What this task involves:
Write out each record in full and exactly as given. Skip any pictures.

[Image-grounded pointing data]
====
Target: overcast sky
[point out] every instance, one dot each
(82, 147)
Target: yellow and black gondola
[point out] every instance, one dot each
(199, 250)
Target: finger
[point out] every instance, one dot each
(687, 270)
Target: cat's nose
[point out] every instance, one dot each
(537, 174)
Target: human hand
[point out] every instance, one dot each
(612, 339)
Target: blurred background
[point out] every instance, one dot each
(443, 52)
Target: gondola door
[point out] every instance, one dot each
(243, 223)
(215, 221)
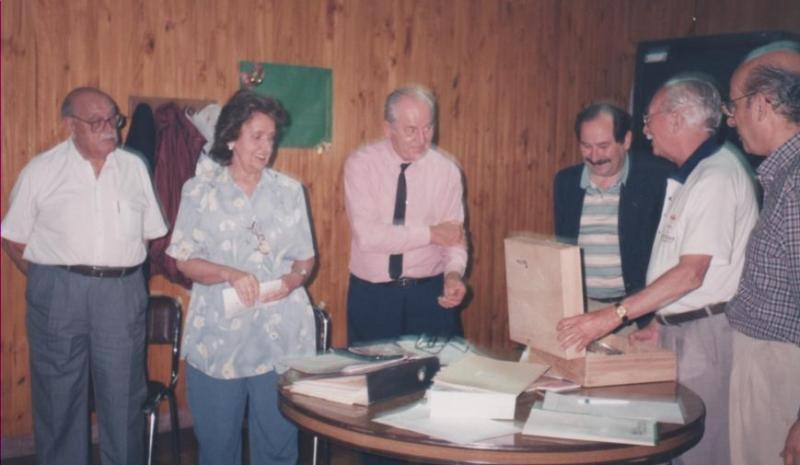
====
Task response:
Target: overcast sky
[point out] every instance, one dot each
(82, 147)
Target: yellow and black gondola
[point out] every instance, one dot each
(199, 250)
Target: finger
[point out] every instance, one dot each
(687, 270)
Target: cat's nose
[point out] every instance, one dot each
(537, 174)
Target: human hand
[point out] every instance, one dot each
(612, 339)
Target: blurred background
[point out] every instance, one dot each
(443, 52)
Target: gondola door
[point out] every instance, one dot each
(243, 223)
(215, 221)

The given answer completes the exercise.